» Stated exercise
Display each line of the data below that contains the string "track".

Begin

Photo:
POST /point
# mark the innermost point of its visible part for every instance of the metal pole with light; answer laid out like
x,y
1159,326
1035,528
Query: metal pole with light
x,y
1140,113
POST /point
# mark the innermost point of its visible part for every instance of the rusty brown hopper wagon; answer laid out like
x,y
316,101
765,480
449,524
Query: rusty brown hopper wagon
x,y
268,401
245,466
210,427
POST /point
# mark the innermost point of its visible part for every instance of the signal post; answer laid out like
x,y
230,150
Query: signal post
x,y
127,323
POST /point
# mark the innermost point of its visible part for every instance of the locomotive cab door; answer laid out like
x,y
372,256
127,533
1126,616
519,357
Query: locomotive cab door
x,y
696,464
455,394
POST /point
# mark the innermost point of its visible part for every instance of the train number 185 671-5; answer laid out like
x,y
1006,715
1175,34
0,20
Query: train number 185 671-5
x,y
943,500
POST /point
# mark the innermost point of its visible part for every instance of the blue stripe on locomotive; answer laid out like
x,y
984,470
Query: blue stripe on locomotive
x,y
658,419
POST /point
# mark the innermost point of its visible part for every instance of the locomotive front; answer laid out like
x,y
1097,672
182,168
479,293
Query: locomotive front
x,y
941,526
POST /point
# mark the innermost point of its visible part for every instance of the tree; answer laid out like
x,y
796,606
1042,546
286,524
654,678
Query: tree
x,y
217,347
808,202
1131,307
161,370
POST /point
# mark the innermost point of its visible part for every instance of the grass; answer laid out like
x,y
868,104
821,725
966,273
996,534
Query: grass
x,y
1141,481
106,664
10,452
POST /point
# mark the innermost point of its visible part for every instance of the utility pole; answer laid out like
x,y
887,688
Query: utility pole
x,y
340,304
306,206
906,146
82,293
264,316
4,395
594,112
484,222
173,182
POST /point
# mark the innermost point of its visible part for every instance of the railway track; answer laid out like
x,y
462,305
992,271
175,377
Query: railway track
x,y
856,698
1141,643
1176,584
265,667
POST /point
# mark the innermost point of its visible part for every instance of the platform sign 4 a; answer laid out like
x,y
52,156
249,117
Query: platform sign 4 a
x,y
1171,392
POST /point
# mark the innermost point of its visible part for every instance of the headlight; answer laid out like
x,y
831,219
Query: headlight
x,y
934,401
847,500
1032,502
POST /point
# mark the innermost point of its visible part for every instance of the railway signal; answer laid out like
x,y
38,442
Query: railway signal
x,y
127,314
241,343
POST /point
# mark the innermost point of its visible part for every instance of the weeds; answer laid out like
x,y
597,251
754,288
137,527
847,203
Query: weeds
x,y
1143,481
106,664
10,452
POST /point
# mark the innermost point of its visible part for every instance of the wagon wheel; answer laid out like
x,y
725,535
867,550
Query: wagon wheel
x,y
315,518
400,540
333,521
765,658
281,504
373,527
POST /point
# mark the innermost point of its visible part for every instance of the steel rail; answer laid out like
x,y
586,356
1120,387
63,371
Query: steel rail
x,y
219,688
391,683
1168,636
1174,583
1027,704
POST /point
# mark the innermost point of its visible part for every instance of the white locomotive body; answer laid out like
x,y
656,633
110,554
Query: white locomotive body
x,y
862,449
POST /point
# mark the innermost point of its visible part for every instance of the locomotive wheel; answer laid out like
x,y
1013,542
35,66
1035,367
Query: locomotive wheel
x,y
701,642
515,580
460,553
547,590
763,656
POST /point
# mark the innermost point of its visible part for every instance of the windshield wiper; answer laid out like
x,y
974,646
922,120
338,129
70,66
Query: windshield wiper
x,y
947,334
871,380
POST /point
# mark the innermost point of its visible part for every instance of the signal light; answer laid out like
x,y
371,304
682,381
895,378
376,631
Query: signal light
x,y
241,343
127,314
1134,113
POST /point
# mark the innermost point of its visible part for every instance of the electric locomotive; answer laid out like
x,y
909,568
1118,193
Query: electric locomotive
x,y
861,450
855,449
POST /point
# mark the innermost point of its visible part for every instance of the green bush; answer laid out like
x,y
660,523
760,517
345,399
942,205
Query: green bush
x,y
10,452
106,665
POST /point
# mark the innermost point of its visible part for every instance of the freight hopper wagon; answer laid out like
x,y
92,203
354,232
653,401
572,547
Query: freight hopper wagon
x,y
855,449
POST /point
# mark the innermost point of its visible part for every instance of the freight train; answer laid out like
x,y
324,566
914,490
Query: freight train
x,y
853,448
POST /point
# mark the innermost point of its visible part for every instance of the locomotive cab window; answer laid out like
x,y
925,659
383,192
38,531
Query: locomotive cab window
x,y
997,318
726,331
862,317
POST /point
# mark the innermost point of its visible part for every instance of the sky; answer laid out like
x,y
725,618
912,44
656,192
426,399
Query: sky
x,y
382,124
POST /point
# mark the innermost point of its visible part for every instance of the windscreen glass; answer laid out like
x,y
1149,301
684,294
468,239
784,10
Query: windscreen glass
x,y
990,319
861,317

End

» Solution for this problem
# mark the innermost point of its visible part for every instance of the railway track; answer laid out like
Query: railway track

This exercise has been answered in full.